═════ Data for processing

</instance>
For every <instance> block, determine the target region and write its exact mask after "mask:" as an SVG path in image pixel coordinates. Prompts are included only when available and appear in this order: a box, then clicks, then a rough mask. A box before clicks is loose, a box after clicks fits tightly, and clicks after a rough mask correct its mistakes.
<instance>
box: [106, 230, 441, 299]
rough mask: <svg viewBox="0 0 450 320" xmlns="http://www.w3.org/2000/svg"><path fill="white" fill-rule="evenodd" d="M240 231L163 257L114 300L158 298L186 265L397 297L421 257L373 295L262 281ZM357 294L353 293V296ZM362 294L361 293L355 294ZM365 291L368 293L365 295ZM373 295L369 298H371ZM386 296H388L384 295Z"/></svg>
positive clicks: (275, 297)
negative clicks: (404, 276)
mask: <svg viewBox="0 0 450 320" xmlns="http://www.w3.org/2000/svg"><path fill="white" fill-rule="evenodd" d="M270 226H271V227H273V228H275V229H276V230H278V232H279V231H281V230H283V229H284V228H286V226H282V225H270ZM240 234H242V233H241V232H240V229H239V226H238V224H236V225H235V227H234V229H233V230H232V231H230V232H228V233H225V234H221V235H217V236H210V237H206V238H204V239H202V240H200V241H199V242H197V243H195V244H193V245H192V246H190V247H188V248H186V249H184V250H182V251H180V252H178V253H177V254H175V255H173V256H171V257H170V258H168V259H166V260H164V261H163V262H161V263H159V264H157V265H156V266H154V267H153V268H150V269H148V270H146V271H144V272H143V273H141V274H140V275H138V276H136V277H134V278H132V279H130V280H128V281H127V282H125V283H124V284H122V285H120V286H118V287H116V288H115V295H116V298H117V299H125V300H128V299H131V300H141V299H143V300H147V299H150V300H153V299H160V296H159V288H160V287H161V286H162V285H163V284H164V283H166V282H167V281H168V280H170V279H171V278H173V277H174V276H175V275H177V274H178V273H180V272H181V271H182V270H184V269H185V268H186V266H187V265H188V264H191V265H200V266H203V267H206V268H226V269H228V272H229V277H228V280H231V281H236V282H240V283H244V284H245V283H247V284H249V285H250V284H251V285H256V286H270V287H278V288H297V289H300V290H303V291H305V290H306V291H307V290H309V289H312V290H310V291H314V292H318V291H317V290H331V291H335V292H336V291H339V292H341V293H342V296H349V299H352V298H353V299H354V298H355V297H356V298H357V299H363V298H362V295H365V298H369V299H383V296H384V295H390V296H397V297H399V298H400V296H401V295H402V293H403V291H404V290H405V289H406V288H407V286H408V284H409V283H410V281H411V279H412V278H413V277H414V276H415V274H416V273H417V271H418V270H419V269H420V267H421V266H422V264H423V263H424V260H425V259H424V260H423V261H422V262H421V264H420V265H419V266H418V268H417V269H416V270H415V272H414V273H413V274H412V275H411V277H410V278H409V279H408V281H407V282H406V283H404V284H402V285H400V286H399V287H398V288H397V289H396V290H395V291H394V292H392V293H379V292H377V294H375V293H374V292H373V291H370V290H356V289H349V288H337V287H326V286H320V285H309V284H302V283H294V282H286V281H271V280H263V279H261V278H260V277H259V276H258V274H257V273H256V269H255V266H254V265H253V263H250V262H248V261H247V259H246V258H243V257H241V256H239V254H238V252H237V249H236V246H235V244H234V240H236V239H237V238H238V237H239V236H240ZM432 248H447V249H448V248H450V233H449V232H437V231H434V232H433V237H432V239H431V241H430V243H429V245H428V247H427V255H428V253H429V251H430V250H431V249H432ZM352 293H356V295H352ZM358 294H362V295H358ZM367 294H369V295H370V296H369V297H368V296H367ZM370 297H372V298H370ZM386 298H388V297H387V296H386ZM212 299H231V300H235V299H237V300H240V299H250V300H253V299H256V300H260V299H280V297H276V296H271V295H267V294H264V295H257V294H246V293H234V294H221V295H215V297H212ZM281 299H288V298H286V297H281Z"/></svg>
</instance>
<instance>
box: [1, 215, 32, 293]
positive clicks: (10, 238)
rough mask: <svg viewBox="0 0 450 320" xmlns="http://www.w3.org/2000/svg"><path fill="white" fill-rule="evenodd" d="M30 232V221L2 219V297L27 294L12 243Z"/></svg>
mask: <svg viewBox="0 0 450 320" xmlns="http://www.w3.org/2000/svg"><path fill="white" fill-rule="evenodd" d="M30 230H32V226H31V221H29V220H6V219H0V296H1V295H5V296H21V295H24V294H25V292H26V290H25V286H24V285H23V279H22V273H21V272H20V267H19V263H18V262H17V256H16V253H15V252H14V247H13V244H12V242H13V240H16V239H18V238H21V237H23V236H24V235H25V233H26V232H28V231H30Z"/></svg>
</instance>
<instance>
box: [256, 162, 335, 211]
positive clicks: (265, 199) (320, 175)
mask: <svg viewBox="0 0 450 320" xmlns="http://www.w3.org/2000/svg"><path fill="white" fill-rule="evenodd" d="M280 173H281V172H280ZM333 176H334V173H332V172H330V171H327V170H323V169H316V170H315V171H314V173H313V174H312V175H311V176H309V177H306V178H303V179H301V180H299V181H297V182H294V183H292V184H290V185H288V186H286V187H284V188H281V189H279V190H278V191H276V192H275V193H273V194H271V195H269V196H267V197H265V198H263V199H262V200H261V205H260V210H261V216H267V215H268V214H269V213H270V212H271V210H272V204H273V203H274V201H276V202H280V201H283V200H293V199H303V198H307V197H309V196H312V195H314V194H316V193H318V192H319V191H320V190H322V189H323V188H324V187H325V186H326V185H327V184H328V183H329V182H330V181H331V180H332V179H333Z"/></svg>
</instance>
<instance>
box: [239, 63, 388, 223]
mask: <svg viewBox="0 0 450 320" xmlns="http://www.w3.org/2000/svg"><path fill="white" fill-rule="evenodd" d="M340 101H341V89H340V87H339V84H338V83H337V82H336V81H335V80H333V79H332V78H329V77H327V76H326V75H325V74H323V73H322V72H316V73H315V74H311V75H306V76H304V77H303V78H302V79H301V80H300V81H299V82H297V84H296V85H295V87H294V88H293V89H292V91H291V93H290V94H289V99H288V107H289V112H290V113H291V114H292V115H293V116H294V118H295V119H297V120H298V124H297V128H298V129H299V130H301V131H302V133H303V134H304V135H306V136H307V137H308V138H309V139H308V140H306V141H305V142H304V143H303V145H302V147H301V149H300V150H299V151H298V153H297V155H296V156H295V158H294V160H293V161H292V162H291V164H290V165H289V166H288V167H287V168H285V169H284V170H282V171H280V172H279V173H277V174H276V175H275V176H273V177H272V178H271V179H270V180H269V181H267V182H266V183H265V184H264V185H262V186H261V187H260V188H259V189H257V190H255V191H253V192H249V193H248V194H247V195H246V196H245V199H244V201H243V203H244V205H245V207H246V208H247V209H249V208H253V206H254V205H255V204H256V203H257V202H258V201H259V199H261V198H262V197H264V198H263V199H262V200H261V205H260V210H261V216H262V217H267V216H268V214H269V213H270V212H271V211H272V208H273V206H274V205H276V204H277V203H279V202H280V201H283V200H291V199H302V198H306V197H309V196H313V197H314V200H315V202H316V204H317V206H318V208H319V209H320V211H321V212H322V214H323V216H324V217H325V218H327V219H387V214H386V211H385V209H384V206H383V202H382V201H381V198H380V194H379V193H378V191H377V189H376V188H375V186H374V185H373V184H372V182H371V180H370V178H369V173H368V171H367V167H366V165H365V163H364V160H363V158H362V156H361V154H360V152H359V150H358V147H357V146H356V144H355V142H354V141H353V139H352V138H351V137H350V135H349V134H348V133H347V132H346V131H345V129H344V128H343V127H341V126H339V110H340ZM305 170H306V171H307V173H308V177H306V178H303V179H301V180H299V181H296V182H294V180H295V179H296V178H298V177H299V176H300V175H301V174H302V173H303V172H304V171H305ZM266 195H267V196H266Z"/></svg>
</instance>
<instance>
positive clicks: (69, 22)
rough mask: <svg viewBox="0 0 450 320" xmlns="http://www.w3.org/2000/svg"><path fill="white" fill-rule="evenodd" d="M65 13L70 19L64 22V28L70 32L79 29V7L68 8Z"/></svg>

══════════

Starting with the first line of the data above, copy each line exactly until you reach the line with "box: [106, 230, 441, 299]"; include that line as well.

</instance>
For every <instance> block, determine the target region and write its exact mask after "mask:" as an SVG path in image pixel coordinates. Prompts are included only when available and appear in this order: a box, then clicks, then a rough mask. A box before clicks is loose, a box after clicks fits tightly, and clicks after a rough mask correct its mistakes.
<instance>
box: [106, 230, 441, 299]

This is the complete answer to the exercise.